### Task objective
Please copy out the listing starting with the line that contains "After reviewing this photo, confirm whether any fern frond" and going on through the line that contains "[356,235,381,245]", changing "fern frond" to "palm leaf" and leaving all else unchanged.

## Begin Entries

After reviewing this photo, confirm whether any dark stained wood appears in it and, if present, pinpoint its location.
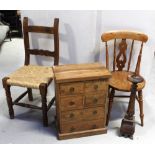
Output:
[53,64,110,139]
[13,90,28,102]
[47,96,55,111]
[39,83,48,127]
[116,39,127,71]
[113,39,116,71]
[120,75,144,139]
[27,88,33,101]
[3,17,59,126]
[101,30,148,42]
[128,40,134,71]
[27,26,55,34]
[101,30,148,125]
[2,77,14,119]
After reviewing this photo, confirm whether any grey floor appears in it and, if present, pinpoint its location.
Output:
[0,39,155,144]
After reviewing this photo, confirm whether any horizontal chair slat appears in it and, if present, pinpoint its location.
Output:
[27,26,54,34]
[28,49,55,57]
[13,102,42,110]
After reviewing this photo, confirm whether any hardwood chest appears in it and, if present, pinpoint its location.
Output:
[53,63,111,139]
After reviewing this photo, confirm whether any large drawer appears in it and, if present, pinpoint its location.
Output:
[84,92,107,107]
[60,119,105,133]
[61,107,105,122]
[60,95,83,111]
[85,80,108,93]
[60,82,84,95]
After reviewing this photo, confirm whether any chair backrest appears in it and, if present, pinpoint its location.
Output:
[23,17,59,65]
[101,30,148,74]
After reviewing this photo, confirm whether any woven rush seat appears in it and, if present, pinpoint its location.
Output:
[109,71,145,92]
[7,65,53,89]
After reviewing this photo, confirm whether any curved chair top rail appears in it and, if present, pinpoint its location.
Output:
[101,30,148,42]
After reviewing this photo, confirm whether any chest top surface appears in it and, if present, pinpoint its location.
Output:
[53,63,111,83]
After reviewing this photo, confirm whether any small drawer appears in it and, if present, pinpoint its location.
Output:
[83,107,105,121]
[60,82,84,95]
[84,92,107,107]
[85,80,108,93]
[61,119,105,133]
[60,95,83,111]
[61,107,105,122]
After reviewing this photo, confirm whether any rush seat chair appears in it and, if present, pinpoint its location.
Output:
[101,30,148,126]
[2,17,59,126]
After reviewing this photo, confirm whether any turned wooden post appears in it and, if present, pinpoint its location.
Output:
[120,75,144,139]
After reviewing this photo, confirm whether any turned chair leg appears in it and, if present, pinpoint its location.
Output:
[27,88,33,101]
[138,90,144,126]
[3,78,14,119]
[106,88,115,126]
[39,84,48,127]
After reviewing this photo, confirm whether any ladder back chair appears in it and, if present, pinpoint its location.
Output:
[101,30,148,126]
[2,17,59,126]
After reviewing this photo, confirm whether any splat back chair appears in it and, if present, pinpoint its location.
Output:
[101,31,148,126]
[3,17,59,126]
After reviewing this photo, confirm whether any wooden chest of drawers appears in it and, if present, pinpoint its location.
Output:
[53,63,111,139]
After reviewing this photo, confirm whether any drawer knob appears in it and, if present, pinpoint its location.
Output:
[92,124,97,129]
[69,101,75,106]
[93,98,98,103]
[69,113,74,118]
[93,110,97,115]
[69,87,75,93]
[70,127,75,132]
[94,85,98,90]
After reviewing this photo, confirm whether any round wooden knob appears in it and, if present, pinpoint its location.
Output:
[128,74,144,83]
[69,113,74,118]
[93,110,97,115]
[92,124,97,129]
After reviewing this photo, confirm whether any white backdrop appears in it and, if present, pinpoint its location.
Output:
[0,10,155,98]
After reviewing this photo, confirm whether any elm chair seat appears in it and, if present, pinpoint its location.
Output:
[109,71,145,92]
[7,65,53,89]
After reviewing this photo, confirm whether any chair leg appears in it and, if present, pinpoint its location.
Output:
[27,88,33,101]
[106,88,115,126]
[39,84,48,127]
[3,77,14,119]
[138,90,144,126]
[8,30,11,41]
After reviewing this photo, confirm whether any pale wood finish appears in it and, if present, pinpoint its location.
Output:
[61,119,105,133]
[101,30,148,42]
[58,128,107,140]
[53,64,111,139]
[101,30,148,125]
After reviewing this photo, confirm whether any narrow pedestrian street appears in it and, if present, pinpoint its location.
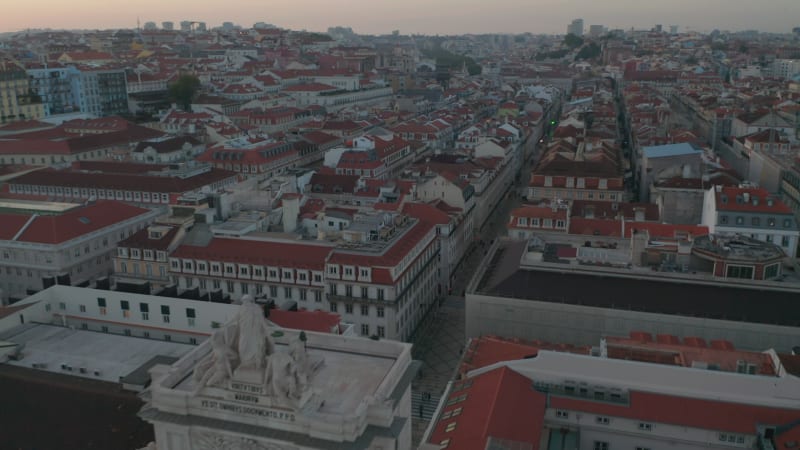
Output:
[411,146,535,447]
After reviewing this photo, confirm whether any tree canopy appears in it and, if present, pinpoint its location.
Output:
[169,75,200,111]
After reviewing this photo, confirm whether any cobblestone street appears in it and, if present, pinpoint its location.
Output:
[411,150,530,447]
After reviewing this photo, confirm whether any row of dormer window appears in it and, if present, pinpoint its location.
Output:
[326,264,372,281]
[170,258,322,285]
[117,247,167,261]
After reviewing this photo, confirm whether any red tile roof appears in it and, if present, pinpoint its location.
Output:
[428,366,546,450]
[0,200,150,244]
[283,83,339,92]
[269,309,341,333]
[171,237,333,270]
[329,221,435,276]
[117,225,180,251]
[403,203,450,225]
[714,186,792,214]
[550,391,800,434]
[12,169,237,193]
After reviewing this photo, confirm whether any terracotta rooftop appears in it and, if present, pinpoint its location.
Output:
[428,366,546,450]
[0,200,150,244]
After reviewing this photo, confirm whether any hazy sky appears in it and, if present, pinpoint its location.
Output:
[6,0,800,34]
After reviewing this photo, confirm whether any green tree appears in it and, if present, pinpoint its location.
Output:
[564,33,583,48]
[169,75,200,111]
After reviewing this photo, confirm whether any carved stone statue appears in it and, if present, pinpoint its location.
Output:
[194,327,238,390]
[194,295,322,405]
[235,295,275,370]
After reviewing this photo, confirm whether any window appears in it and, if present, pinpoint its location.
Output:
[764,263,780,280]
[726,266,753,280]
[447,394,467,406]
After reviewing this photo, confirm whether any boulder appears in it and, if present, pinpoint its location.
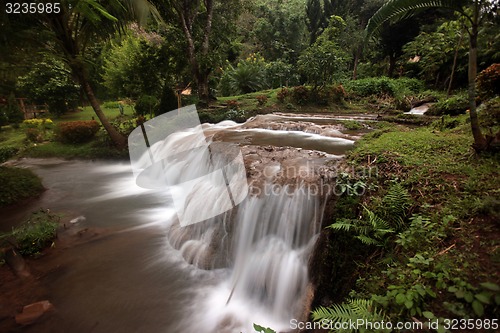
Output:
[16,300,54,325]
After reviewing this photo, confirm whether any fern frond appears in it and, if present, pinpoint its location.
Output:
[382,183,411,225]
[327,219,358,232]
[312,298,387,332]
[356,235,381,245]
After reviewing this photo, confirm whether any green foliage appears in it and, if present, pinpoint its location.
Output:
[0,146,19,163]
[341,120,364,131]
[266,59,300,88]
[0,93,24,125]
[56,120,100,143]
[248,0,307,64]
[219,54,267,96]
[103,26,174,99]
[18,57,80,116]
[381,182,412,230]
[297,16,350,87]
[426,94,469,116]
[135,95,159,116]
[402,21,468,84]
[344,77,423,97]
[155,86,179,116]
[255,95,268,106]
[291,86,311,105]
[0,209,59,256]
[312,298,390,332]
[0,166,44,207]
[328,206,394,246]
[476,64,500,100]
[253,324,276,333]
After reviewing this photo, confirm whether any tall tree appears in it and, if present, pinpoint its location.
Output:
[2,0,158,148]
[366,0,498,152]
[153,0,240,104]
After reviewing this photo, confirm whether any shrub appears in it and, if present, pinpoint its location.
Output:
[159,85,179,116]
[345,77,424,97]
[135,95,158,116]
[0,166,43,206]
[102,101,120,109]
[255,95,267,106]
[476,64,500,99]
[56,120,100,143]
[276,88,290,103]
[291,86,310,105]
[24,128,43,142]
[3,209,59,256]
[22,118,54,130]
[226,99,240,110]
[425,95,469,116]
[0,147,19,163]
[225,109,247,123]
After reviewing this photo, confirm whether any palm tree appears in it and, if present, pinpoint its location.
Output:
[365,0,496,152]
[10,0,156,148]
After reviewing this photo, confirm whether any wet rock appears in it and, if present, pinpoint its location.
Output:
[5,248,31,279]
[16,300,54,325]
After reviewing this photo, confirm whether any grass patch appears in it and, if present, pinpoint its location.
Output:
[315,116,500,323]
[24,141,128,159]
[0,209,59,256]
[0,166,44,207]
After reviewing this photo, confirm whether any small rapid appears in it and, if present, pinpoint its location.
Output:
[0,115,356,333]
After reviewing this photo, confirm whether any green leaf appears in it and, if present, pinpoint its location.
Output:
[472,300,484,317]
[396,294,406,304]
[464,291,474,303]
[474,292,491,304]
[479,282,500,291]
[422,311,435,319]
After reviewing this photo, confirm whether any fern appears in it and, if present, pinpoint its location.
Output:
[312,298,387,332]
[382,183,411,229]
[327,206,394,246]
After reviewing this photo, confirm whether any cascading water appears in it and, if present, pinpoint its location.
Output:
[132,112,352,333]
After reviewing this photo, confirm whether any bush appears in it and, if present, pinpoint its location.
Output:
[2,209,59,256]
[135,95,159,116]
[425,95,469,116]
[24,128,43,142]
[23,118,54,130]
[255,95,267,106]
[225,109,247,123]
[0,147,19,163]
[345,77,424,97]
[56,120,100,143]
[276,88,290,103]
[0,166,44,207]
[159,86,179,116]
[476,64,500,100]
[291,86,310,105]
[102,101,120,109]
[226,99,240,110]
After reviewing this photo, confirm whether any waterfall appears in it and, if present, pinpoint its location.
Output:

## End Entries
## Begin Entries

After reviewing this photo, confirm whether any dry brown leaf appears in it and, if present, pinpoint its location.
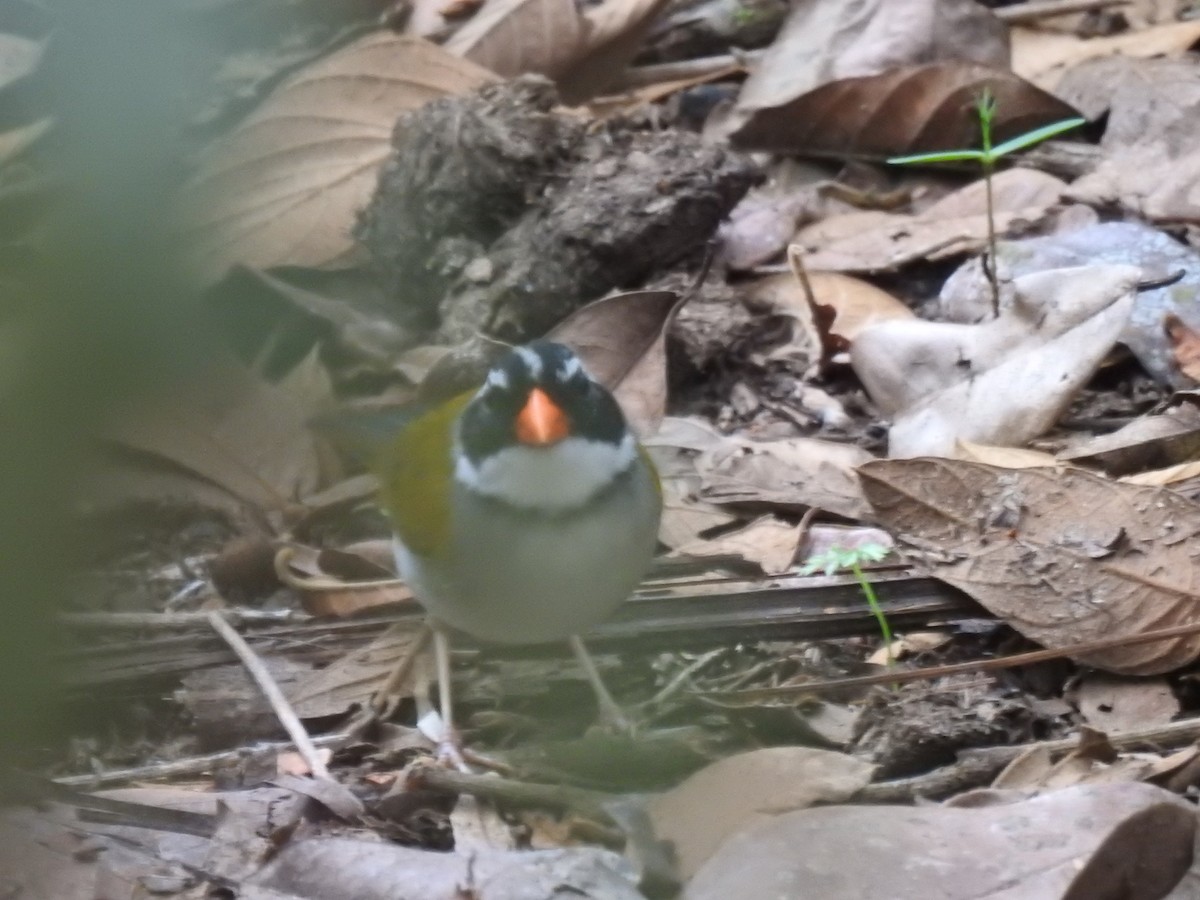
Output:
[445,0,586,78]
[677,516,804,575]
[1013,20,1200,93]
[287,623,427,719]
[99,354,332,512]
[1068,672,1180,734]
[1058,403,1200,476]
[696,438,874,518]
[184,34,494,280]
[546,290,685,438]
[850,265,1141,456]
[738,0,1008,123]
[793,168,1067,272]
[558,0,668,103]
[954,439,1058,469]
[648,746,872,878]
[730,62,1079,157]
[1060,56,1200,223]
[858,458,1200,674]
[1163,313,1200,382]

## End Entries

### Answer to this problem
After reviewing this photo, confirm whether any palm leaf appears in it and, if present, pinpoint its location.
Output:
[382,183,411,225]
[327,219,358,232]
[312,298,387,332]
[356,235,381,245]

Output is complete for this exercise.